WHAT YOU WILL DO: Can you copy everything in the records below from the line containing "Target: shrub" down to the line containing "x=555, y=323", both included, requests and all, while you scale each x and y coordinate in the answers by 1.55, rounding to whole numbers with halves going up? Leave the requests and their x=…, y=… format samples unchanged.

— Begin EXTRACTED ENTRIES —

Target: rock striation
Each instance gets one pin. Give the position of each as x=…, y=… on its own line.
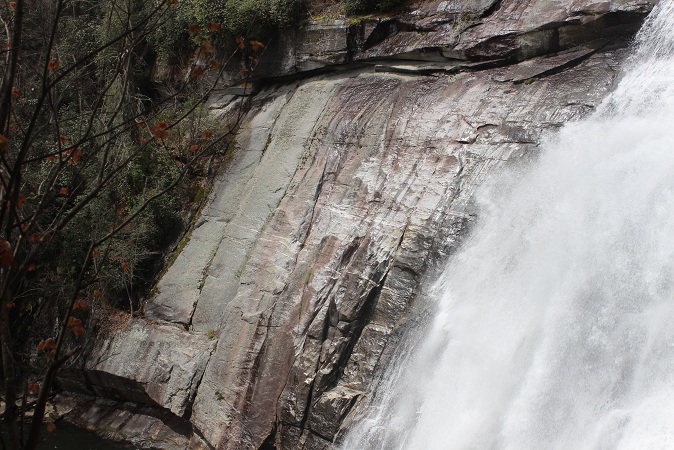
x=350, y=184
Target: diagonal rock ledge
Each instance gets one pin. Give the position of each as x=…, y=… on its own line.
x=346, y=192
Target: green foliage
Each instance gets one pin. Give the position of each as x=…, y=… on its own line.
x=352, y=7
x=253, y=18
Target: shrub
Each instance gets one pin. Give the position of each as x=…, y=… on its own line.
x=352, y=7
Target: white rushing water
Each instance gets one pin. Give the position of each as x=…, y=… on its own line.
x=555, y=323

— End EXTRACTED ENTRIES —
— Begin EXTRACTED ENTRIES —

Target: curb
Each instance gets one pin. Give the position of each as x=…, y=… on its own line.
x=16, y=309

— End EXTRACTED ENTRIES —

RESULT:
Target: shrub
Each instance gets one pin. Give the position of each as x=…, y=… on its own line.
x=546, y=11
Target: white rushing water
Each instance gets one pin. Give the position of each as x=…, y=… on its own line.
x=860, y=501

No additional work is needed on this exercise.